GIVEN PROBLEM
Beginning at the line containing "bicep in the photo above.", output every line to the end of the data below exactly as it appears.
************
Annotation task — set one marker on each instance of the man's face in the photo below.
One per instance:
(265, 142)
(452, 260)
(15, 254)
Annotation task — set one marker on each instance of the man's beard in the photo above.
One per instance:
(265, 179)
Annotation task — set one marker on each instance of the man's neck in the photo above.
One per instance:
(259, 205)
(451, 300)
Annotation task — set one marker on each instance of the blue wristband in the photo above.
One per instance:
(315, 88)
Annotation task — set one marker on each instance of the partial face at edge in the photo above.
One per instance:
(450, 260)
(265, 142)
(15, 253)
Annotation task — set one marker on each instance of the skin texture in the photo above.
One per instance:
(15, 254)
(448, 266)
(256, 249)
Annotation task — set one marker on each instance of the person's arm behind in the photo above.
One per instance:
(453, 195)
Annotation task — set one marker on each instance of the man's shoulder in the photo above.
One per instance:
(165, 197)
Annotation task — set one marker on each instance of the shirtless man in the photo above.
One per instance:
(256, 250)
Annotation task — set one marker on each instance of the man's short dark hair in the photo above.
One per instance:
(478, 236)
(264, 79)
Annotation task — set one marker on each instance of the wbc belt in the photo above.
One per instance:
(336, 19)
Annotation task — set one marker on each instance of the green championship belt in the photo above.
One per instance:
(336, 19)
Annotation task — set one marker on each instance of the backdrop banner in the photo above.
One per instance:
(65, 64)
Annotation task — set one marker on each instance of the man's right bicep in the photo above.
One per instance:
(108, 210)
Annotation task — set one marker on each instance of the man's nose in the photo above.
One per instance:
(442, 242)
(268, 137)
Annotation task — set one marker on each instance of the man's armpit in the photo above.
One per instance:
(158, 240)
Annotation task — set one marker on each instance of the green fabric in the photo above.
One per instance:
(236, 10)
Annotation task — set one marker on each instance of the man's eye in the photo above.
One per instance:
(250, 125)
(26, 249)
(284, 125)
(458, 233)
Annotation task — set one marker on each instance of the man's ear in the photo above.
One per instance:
************
SOLUTION TO THIS TASK
Annotation task — set one marker on each instance of the man's right bicep in the photo above.
One per instance:
(108, 210)
Annotation task — set one marker on each instance of the man's nose in the photo above.
One per instance:
(442, 242)
(268, 137)
Annotation task — set one marker on each instance of the man's armpit in the photo above.
One per instance:
(158, 240)
Annotation task — set one marker on each instance of the green fabric in the photo above.
One per instance:
(236, 10)
Annotation task — set one marker on each instance of the man's eye in the photo above.
One per instance:
(250, 125)
(26, 249)
(284, 125)
(458, 233)
Annotation task — set one marker on each instance of the man's ear in the photo above.
One per instance:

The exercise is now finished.